**Seitenauszug:**
##############################

Von 1946 bis 1956 hatte die Welt dem Buchstaben nach Frieden. Die Atomgeschütze schwiegen. Amerikaner und Russen begegneten sich nicht im offenen Kampf. Doch mögen künftige Historiker sehr wohl zu dem Schlüsse kommen, daß während dieser entscheidenden zehn Jahre der Dritte Weltkrieg gekämpft und von den westlichen Alliierten verloren wurde.

Daß der Westen sich nicht bewußt ist, daß er besiegt wurde, ja nicht einmal, daß er in einem tödlichen Kampf gestanden hat, macht die kommunistischen Siege nicht weniger real. Im Gegenteil, das Ausmaß des kommunistischen Erfolges beim Zerbrechen der westlichen Verteidigung wird dadurch bestimmt, daß er keinen Gegenangriff der westlichen Koalition hervorgerufen hat.

Die Intervention der Franzosen und Engländer am Suez und die Reaktion der Vereinigten Staaten enthüllen, wie tief die westliche Einheit gespalten ist: die westliche Allianz wurde zur Impotenz verdammt genau in dem Augenblick, in dem die Ungarnschlacht dem Westen eine großartige Gelegenheit bot, einen sowjetischen Rückschlag auszunutzen. Die anglo-französische Intervention im Mittleren Osten und das Versagen der Vereinigten Staaten, den Westen zu koordinieren, haben die Wirkung der Ereignisse auf die Weltmeinung tragisch verringert, vor allem in allen Ländern der „Neutralen". Alles in allem sind die Kommunisten wieder die Gewinner, und sie verdanken die Tatsache, daß sie den vollen Konsequenzen des ungarischen Auf-standes entkommen sind, einzig und allein der westlichen Uneinigkeit.

##############################

**Auszüge aus Einträgen:**
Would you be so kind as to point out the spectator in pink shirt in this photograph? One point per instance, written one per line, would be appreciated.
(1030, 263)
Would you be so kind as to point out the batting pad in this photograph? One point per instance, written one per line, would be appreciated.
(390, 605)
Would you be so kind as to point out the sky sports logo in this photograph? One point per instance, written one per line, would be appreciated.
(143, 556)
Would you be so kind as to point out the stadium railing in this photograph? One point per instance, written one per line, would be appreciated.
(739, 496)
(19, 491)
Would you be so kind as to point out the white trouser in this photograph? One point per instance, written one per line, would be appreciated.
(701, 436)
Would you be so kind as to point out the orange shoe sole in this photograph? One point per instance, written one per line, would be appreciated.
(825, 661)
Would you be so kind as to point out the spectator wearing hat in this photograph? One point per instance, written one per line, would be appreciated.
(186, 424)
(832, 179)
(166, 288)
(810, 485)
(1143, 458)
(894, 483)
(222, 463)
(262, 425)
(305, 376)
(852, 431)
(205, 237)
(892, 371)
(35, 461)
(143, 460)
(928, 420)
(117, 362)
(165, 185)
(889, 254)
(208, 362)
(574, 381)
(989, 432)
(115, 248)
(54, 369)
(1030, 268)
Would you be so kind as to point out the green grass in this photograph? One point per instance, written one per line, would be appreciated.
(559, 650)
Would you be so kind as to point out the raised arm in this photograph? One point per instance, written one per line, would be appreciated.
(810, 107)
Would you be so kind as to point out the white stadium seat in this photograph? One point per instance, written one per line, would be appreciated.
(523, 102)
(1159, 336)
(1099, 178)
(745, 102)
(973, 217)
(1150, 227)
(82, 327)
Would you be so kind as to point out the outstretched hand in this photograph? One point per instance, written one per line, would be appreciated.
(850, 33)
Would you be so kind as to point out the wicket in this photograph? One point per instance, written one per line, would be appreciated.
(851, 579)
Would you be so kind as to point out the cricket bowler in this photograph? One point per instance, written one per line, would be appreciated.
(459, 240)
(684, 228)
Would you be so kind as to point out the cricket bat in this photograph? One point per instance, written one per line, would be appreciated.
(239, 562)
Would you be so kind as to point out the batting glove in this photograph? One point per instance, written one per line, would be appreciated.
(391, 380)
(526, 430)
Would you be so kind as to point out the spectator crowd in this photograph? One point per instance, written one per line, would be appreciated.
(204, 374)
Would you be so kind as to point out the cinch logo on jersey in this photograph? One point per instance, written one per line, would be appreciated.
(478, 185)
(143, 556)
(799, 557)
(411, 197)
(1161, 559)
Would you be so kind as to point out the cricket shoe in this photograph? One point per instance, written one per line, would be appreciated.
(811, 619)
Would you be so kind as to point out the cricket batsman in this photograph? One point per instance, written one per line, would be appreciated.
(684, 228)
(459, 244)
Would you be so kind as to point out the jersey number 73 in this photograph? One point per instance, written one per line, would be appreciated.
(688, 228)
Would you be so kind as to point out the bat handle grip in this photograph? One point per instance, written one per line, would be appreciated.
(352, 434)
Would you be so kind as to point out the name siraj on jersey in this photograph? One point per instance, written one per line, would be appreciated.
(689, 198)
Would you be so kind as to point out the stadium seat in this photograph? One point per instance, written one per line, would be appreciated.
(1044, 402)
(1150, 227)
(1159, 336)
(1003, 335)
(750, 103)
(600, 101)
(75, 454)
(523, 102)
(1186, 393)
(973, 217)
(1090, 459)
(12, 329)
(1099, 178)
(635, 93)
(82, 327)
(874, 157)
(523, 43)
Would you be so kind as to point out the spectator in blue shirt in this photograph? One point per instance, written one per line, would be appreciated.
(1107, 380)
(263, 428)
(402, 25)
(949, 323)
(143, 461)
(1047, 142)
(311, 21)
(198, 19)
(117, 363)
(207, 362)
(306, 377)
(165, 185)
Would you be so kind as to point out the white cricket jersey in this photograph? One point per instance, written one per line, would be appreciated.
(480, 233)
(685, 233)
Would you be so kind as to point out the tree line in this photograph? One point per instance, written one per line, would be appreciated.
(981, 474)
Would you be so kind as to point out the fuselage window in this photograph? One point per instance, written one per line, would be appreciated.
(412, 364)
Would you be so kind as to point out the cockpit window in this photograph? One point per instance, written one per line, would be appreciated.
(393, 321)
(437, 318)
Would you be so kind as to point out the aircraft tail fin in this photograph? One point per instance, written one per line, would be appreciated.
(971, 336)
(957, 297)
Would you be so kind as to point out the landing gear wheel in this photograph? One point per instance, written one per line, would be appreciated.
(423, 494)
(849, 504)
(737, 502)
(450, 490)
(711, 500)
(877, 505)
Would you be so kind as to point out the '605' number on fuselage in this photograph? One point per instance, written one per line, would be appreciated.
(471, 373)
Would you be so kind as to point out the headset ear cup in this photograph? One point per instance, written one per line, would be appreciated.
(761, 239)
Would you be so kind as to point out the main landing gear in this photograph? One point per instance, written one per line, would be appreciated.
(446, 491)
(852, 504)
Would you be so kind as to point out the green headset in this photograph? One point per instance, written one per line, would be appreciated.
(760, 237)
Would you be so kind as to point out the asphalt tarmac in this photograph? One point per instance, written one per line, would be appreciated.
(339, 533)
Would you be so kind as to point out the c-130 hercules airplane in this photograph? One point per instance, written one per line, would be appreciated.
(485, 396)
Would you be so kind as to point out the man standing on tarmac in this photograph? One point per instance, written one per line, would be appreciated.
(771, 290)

##############################

**Aufgabe:**
Welchen Zeitraum nennt der Seitenauszug als die zehn Jahre, in denen künftige Historiker den Dritten Weltkrieg als gekämpft ansehen könnten?

**Vollständige Lösung:**
Der Zeitraum reicht von 1946 bis 1956.